課題:
[1] 瓦についての本文にある「しかしいずれにしろ本瓦は日本には完成した形で導入された。」という一文を英語に訳せ。
[2] 瓦についての本文のうち、「しかしいずれにしろ本瓦は日本には完成した形で導入された。」を含む箇所から書き始め、「重ね合わせたときに上側の丸瓦が出っ張らないような構造になっている。」のところで終えて、そのとおりに書き写せ。

本文:
____
瓦 kawara という名称は甲冑の加和良,
サンスクリットの kapala からでたともいわれるが,定説はない。

最初に大陸から導入された形式の瓦は,いわゆる本瓦
現在も寺院や城郭において普通に見られる。
本瓦は平瓦と丸瓦を交互に葺くもので,
源流は東南アジアの竹屋根,
あるいは年輪に沿って割った板を使う屋根に由来するとも考えられているらしい。
しかしいずれにしろ本瓦は日本には完成した形で導入された。

元興寺に葺かれている現存日本最古の瓦葺きは,
台形のそりのある平瓦に,下が広い円筒を縦に割ったような丸瓦を
重ねて葺いた屋根で「行基葺き」と呼ばれる。
現在の本瓦葺きは下写真の左側のように丸瓦の上部を小さくし,
重ね合わせたときに上側の丸瓦が出っ張らないような構造になっている。

 

江戸時代の延宝二年(1674年),瓦の歴史としては画期的な考案がなされた。
近江大津の西村半兵衛(NISHIMURA Hambee)による桟瓦の発明である。

本瓦は,重厚で重く,
桟瓦は,軽快で軽い
といった特徴を持つ。

本瓦と桟瓦の断面イメージ
 

本瓦(左)と桟瓦(右)

数奇屋建築などでは軽快な屋根が求められるが,重い本瓦は使えず杮葺であった。
ところが杮葺には耐火性はない。
____
データ:
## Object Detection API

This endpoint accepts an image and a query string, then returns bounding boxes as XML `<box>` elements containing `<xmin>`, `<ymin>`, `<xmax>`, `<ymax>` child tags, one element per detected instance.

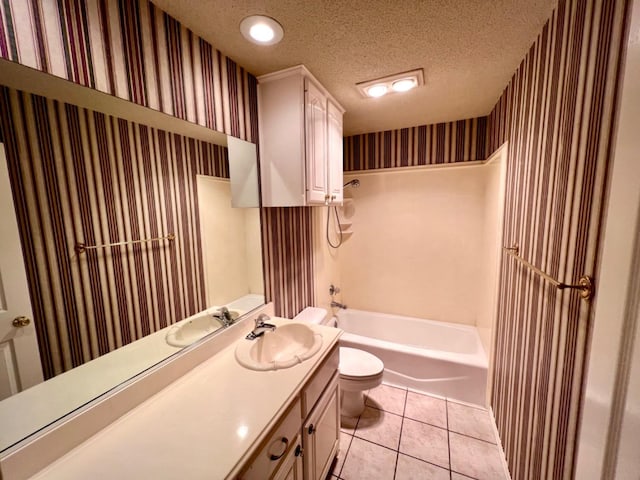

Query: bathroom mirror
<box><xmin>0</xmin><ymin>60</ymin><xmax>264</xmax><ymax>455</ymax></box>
____
課題別の解答:
[1] In any case, however, hongawara tiles were introduced to Japan in their finished form.

[2]
しかしいずれにしろ本瓦は日本には完成した形で導入された。

元興寺に葺かれている現存日本最古の瓦葺きは,
台形のそりのある平瓦に,下が広い円筒を縦に割ったような丸瓦を
重ねて葺いた屋根で「行基葺き」と呼ばれる。
現在の本瓦葺きは下写真の左側のように丸瓦の上部を小さくし,
重ね合わせたときに上側の丸瓦が出っ張らないような構造になっている。